Further down are entries; set down exactly and only the lines from the one with "find | black leggings" up to and including the one with "find | white top", dropping each picture.

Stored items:
+ + + + +
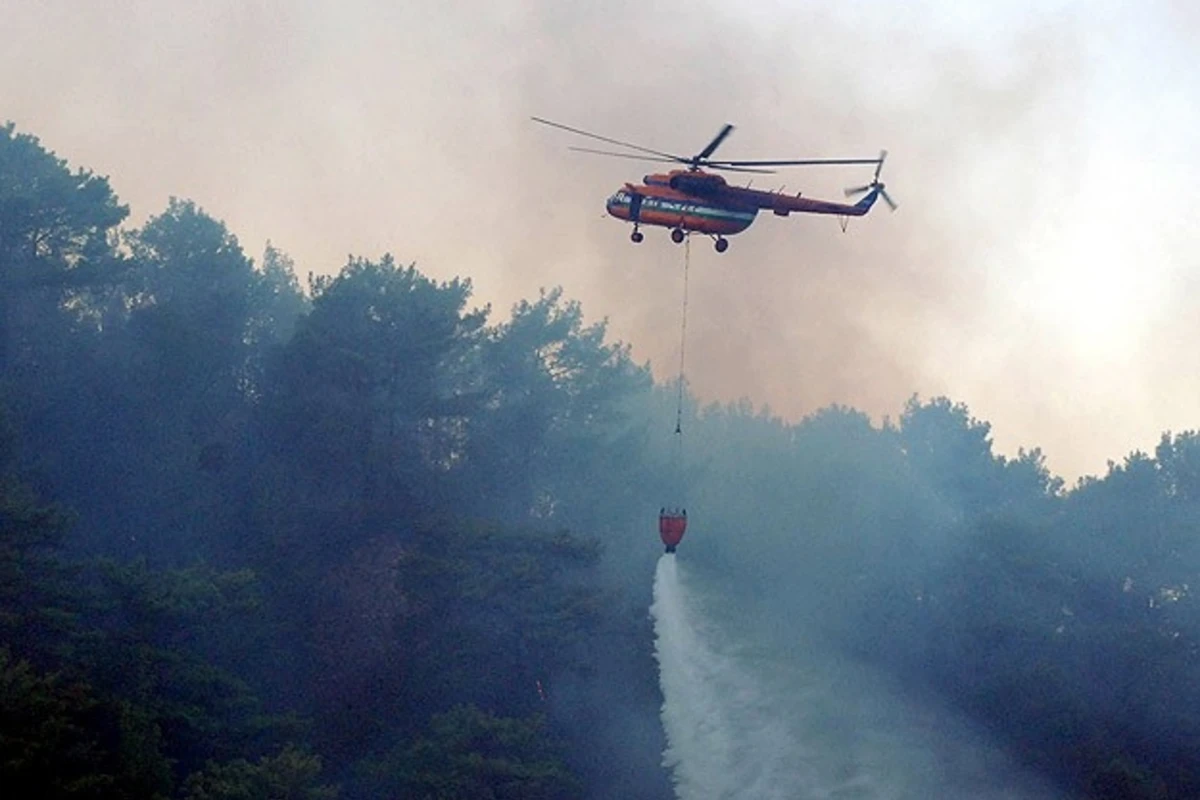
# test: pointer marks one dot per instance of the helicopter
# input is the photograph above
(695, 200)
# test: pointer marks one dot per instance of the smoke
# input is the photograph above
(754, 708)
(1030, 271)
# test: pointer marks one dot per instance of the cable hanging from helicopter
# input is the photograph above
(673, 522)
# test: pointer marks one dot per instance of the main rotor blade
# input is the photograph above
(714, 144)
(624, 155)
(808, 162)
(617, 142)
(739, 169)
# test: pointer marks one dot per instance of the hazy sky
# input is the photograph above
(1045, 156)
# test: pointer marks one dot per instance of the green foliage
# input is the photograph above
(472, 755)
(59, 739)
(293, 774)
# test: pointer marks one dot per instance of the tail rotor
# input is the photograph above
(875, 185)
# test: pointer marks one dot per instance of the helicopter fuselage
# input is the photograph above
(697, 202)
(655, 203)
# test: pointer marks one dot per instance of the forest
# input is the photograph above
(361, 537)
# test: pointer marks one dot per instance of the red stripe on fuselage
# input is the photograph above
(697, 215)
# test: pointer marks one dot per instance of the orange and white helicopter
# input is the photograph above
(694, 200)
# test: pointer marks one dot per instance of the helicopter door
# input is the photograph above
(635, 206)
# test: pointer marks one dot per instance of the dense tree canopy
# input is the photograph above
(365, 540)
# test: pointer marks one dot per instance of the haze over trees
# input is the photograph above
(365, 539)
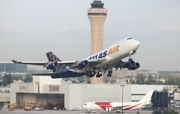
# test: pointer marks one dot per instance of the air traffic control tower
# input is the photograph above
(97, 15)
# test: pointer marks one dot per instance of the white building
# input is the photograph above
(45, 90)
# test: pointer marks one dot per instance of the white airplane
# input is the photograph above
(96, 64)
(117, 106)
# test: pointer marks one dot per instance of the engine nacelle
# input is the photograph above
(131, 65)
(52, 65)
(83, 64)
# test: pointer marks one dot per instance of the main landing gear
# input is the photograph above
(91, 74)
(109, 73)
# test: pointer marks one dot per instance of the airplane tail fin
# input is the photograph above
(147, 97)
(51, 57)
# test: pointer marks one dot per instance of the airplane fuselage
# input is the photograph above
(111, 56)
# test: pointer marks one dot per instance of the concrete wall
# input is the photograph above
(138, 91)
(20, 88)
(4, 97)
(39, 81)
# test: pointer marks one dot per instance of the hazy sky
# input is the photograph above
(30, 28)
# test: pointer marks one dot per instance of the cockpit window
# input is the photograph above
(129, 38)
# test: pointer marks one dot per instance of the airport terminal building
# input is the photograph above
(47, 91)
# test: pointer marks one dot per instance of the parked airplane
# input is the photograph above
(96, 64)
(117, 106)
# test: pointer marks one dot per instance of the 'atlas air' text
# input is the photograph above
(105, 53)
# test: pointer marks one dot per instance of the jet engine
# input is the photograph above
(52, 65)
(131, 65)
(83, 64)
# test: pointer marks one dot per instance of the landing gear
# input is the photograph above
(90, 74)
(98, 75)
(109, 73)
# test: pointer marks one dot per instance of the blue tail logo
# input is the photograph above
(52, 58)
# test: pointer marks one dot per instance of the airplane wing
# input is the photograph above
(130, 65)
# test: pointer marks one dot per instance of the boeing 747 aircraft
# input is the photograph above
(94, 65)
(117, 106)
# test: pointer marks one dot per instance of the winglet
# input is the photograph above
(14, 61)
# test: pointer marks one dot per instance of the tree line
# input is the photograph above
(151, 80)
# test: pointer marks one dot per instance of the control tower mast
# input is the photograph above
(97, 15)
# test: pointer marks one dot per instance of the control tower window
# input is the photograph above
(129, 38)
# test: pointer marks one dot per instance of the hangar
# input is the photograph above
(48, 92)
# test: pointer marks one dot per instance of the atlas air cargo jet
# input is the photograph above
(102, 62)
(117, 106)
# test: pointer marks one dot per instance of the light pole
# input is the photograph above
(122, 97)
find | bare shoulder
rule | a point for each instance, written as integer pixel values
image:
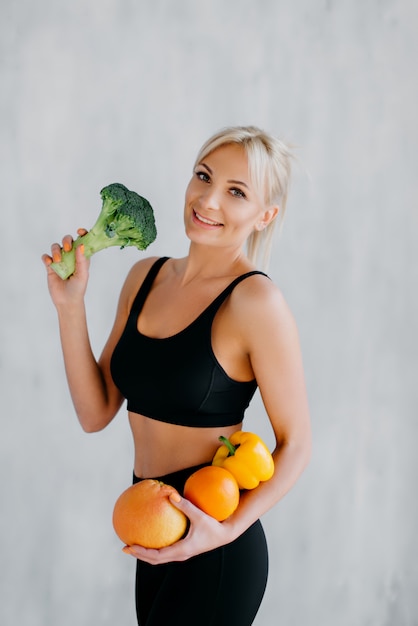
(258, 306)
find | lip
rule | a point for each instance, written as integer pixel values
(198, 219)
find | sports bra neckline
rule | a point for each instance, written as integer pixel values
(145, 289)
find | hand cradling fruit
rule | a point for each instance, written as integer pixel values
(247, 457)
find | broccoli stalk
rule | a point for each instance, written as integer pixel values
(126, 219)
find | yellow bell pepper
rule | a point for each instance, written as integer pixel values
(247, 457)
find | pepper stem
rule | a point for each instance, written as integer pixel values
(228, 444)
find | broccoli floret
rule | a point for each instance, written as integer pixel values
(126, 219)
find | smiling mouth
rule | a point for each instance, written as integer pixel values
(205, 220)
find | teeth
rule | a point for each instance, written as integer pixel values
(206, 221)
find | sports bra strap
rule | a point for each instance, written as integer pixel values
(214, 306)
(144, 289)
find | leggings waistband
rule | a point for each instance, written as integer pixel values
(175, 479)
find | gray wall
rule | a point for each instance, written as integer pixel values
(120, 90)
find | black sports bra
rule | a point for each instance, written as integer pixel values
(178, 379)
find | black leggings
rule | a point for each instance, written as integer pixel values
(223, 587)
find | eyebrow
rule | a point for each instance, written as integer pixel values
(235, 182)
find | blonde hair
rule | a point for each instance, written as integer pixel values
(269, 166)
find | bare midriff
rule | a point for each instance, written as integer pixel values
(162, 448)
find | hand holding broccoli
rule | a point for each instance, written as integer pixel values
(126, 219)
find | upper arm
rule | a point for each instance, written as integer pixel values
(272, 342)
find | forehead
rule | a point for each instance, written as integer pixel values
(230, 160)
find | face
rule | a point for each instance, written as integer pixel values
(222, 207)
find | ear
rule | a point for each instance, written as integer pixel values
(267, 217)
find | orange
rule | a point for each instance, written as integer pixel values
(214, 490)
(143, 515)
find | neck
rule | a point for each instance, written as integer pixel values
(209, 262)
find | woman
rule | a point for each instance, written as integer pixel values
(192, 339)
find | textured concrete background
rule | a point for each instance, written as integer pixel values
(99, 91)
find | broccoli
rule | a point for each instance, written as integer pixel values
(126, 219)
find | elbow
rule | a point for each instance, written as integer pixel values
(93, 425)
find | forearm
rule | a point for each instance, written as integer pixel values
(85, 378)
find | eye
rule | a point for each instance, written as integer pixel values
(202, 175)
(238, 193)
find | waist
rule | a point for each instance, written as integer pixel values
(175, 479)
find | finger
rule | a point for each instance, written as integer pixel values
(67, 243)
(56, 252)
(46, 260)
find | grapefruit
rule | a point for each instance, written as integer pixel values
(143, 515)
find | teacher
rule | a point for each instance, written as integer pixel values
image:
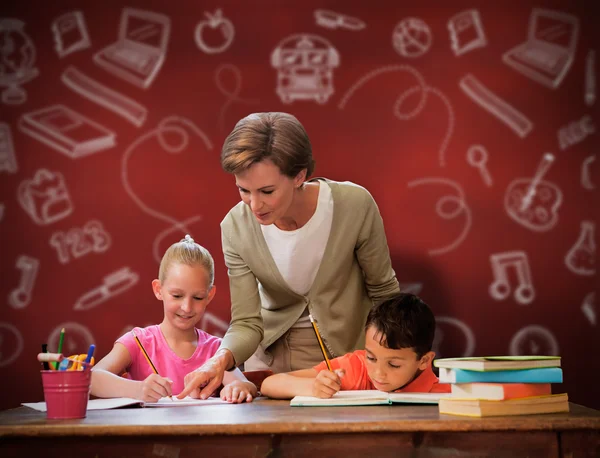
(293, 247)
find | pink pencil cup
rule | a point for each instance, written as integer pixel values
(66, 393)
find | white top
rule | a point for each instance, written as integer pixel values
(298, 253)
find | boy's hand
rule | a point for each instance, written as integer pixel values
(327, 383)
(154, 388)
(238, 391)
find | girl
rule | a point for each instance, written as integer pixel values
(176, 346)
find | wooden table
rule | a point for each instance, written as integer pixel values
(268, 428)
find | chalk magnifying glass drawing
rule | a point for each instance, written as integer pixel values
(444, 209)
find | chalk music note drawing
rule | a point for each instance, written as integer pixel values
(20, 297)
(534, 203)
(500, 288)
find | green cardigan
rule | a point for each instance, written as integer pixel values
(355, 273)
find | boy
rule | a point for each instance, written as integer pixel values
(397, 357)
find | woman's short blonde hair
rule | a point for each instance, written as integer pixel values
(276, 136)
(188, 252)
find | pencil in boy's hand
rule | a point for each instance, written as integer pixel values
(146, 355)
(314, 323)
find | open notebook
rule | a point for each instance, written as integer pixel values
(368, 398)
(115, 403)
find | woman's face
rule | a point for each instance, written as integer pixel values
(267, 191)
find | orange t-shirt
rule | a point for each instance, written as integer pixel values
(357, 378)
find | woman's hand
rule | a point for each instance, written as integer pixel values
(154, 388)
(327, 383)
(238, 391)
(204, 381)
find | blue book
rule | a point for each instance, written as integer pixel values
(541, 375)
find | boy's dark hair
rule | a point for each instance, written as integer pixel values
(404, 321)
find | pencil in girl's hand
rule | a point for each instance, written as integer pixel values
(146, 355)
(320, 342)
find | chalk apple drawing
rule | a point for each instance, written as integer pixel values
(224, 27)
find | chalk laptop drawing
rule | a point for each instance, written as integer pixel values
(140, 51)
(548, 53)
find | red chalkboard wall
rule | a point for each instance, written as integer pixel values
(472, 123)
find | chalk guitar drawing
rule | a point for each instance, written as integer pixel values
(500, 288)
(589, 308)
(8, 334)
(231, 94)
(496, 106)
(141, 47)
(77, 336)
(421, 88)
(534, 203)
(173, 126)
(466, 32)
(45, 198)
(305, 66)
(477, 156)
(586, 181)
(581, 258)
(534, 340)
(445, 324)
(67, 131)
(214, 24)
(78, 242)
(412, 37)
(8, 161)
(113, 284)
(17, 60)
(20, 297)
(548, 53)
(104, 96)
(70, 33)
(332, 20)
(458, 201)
+ + + + +
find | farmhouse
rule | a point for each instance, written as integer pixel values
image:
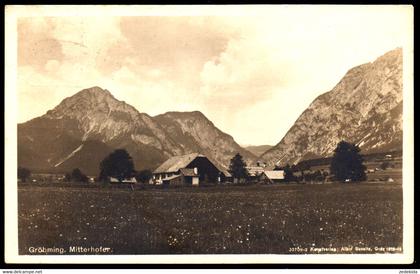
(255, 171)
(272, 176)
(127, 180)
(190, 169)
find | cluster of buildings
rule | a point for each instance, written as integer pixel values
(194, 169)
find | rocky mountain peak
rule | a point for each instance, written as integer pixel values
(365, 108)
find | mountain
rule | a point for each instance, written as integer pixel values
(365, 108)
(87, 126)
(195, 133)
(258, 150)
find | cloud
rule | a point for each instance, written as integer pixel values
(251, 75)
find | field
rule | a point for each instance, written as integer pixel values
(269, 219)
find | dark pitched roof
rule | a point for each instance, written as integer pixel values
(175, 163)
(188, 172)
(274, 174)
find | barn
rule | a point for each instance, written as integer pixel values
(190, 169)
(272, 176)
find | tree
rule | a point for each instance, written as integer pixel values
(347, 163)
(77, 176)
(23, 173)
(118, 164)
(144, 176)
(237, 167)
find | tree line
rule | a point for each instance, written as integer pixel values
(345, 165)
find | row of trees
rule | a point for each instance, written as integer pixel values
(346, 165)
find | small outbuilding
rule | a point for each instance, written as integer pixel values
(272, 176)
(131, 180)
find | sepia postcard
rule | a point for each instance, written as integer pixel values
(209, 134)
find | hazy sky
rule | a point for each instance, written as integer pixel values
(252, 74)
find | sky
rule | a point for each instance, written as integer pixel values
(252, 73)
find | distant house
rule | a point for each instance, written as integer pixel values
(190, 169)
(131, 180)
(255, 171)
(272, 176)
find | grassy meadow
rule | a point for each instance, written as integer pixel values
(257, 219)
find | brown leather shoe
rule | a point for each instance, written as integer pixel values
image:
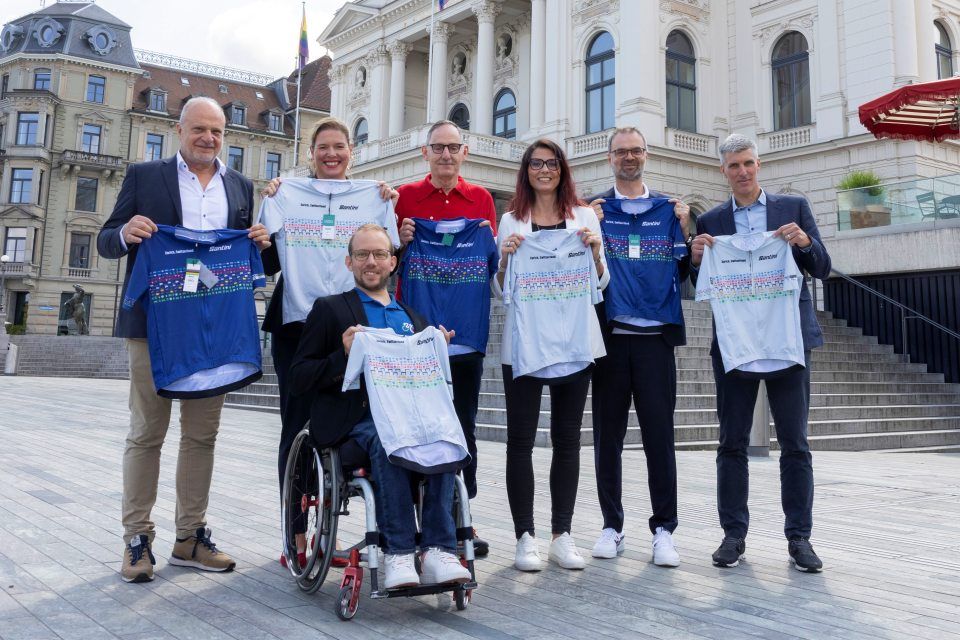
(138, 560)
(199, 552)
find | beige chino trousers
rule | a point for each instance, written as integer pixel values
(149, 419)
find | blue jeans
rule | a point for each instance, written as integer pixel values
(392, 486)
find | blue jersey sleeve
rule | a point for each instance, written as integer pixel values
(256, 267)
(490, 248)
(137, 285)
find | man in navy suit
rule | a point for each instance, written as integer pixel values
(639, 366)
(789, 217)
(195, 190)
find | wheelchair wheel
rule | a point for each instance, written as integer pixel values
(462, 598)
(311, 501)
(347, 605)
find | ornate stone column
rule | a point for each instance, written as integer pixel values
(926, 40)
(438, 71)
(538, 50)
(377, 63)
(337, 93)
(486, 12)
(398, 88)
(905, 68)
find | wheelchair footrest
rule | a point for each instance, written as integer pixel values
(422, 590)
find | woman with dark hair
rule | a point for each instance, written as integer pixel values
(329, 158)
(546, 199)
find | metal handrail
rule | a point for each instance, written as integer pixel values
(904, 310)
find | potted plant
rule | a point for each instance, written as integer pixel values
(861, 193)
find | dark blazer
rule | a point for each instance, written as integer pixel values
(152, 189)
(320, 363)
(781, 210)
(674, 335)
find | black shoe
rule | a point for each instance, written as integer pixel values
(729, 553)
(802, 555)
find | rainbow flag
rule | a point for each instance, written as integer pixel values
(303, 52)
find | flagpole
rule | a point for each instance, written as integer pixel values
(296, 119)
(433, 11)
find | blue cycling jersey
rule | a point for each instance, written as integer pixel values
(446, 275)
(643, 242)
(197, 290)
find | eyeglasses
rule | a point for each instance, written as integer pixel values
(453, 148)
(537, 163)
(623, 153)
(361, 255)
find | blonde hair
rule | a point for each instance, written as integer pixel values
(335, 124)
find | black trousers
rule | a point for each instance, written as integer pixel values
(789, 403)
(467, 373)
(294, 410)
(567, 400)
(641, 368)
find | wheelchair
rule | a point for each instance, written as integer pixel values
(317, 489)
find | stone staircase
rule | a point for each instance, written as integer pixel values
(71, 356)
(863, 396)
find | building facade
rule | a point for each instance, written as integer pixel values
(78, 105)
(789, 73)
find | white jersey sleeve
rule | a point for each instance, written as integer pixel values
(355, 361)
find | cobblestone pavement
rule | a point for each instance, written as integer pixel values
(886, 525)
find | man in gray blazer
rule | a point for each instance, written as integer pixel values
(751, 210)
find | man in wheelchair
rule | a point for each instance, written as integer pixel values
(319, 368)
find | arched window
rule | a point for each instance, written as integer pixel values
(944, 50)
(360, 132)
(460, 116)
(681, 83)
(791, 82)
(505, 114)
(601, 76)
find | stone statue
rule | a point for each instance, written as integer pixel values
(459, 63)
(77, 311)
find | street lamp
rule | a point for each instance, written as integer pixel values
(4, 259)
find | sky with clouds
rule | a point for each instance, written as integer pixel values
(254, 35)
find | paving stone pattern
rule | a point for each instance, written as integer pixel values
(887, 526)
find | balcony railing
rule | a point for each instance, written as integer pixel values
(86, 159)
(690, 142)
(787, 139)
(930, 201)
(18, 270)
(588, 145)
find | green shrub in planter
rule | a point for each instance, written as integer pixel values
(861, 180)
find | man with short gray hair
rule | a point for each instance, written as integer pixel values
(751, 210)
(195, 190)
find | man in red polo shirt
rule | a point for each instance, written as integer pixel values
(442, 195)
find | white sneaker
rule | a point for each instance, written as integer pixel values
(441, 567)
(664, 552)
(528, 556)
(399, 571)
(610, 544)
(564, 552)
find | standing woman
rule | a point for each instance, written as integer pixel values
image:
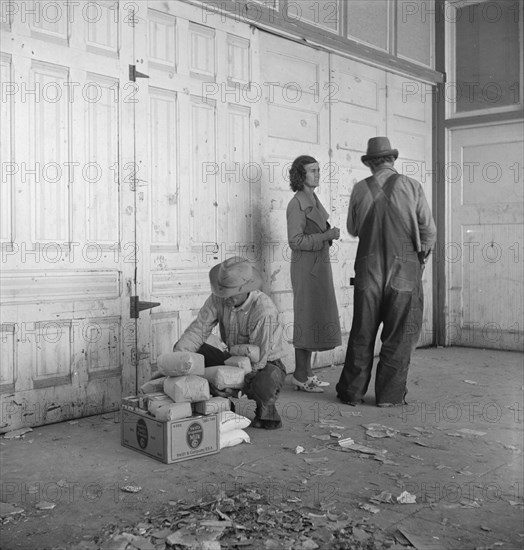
+ + + + +
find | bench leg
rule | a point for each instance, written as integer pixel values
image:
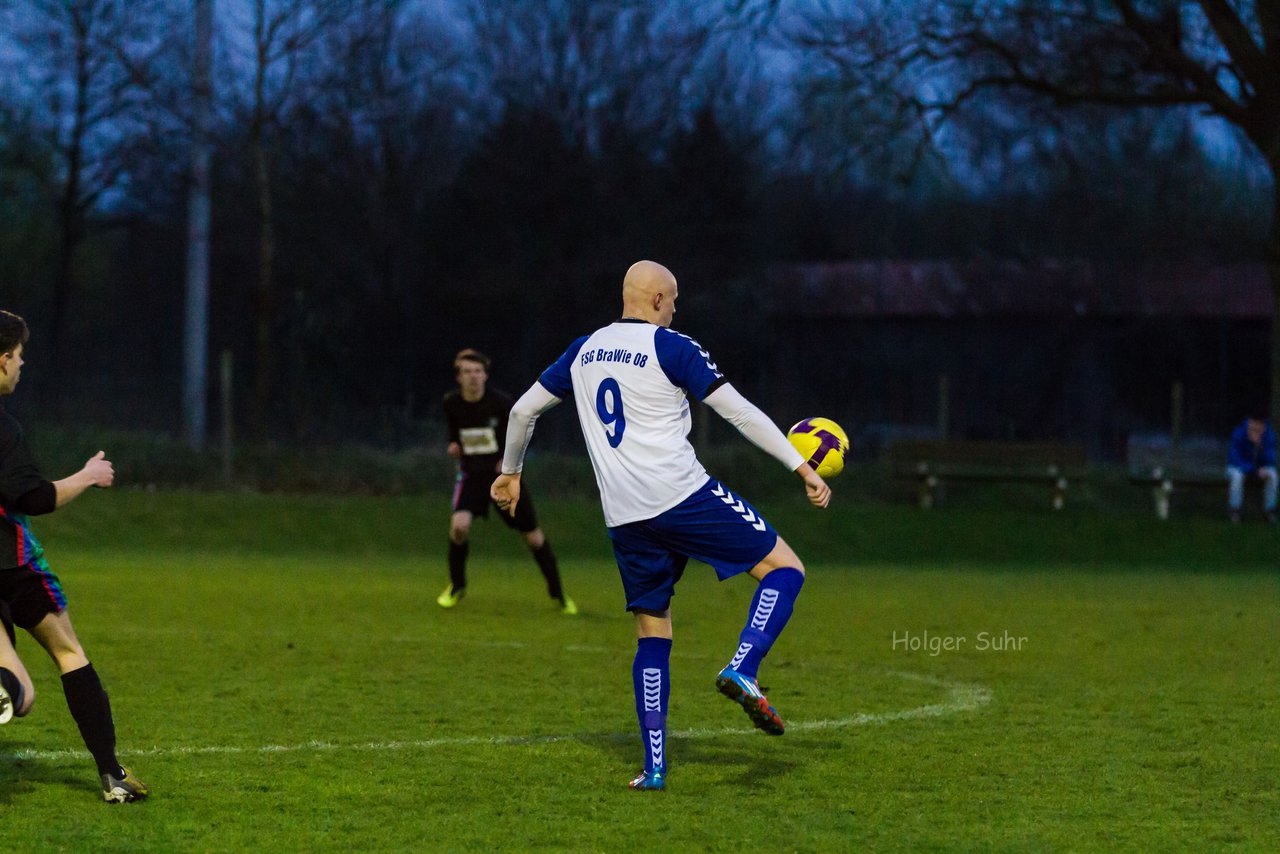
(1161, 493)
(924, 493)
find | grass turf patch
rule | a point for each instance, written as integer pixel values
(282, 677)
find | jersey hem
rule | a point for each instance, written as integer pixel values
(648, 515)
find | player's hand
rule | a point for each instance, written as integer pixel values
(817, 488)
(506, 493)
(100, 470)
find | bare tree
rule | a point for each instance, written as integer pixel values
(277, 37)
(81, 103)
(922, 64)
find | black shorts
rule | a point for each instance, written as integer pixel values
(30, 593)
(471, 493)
+ + + + +
#### Reply
find | black leggings
rule | a point for each instance, written as integer pixel values
(223, 587)
find | eyebrow
rule | a point for each instance, written as integer pixel values
(235, 182)
find | blonde hair
rule | a point for each instance, written as integer pixel values
(269, 166)
find | bare midriff
rule | a point for each instance, written as integer pixel values
(162, 448)
find | hand holding broccoli
rule | a point for each instance, written as integer pixel values
(126, 219)
find | upper arm
rule | a point for each instance, written as integer pixel values
(272, 342)
find | forehead
rule | a point for each instance, written as integer pixel values
(230, 160)
find | face
rule | a point for each instance, written as integer pixel values
(222, 207)
find | ear
rule | a point for each instance, written as integer pixel values
(267, 217)
find | orange
rule | a point for each instance, written as integer pixel values
(214, 490)
(143, 515)
find | neck
rule | a point for each instance, written as integer pixel values
(209, 262)
find | woman
rule | a point for each instance, written as integer pixel values
(192, 339)
find | textured concrete background
rule | a point for each instance, written as integer pixel values
(99, 91)
find | broccoli
rule | a point for each instance, written as integer pixel values
(126, 219)
find | elbow
rule | a point for each instance, written as integer pixel values
(93, 425)
find | forearm
rule | a point for each instance, written as integer pixel values
(85, 378)
find | eye
rule | a point for each instance, written as integer pixel values
(202, 175)
(238, 193)
find | waist
rule | a point for each instance, written as integer pixel values
(175, 479)
find | finger
rule | a point for each instance, written as integer pixel values
(67, 243)
(56, 252)
(46, 260)
find | grapefruit
rule | a point for each instance, written as integer pixel values
(143, 515)
find | teacher
rule | a point for each instance, written as integer pixel values
image:
(293, 247)
find | pink pencil cup
rule | a point for each instance, written as integer pixel values
(66, 393)
find | white top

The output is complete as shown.